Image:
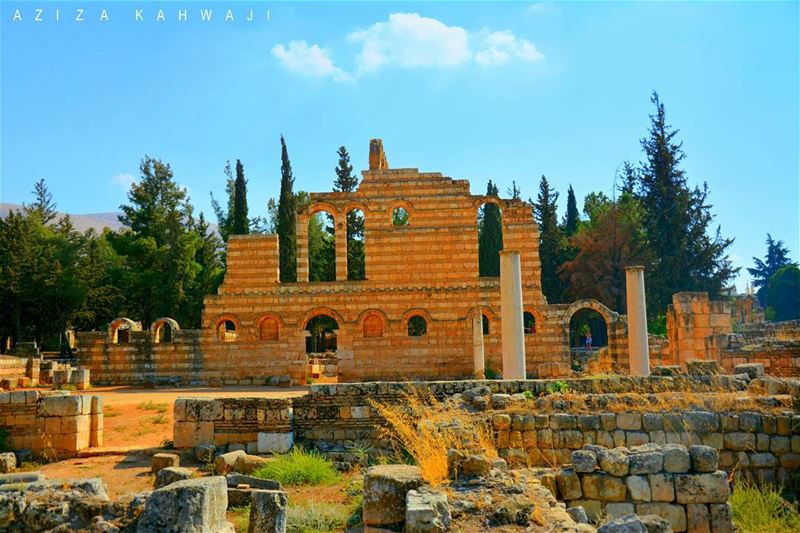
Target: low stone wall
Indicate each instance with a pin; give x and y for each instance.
(680, 485)
(261, 425)
(51, 424)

Written problem. Rewrite the data above with "low stone wall" changed to "short stone wall" and nothing else changed, leaving out the pictures.

Worked solution.
Image:
Target: short stone wall
Indicate each instance with a pin; give x and y for each instance.
(680, 485)
(261, 425)
(51, 424)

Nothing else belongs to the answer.